▶ [Problem set]:
A - Copy the passage from the ICBC no-fault insurance explainer verbatim, beginning at the words "Fault will still" and stopping after the words "physiotherapy, and counseling.".
B - According to the ICBC no-fault insurance explainer, how much will drivers get per week for wage loss payments under the new model?

▶ [Source extract]:
★ ★ ★ ★ ★ ★ ★

Explainer: ICBC’s Proposed No-Fault Insurance Model

ICBC Autoplan Insurance broker located in North Vancouver. (file)

Last month, the provincial NDP government announced that ICBC, the auto-insurer of B.C., will be switching to a no-fault insurance model in May 2021.

On its website, ICBC breaks down the benefits of the system.

Drivers will no longer have to file a lawsuit after a crash to win damages, as ICBC will pay directly for care and compensation.

Fault will still be determined in a crash, but only to increase the premium of the individual who is found to be at fault. However, no matter who is at fault, every driver will receive the same medical benefits.

ICBC expects premiums to drop by an average of 20 per cent, about $400 annually, starting in 2021.

The changes are predicted to save approximately $1.5 billion annually, much of which ICBC says will be used to increase the length and types of benefits drivers receive such as medication, dental care, physiotherapy, and counseling.

Your doctor, not ICBC, will determine which benefits you will receive and for how long you will receive them after an accident. You will also get up to $1,200 per week for wage loss payments, a 60 per cent increase from the $740 drivers get today.

★ ★ ★ ★ ★ ★ ★

▶ [Records]:
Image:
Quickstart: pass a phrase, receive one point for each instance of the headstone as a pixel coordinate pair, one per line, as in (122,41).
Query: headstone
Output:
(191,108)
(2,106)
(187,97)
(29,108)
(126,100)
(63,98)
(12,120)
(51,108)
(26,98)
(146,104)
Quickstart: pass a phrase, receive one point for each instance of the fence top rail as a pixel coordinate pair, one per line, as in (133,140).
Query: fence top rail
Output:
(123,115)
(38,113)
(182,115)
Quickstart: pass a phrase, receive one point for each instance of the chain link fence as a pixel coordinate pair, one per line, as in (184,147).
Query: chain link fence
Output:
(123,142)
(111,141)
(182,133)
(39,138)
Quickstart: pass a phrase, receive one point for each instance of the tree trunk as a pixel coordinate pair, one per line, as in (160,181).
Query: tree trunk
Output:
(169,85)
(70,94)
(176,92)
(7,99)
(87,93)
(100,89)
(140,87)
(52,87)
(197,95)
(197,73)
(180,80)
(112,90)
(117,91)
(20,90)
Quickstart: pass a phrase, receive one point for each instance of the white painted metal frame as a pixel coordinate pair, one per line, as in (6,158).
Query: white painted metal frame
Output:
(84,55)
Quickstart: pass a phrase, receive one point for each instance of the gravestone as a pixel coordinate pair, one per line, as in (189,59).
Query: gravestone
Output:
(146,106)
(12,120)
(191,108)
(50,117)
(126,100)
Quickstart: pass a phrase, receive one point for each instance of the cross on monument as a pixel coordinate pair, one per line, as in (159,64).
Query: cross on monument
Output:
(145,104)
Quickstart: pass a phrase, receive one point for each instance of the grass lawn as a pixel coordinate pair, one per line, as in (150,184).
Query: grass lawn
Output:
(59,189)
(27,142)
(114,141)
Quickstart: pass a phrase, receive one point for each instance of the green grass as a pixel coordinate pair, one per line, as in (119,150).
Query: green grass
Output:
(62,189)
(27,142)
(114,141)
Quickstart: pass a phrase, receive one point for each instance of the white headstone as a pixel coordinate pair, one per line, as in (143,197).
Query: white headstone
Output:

★ ★ ★ ★ ★ ★ ★

▶ [Solutions to the tasks]:
A -
Fault will still be determined in a crash, but only to increase the premium of the individual who is found to be at fault. However, no matter who is at fault, every driver will receive the same medical benefits.

ICBC expects premiums to drop by an average of 20 per cent, about $400 annually, starting in 2021.

The changes are predicted to save approximately $1.5 billion annually, much of which ICBC says will be used to increase the length and types of benefits drivers receive such as medication, dental care, physiotherapy, and counseling.

B - Up to $1,200 per week.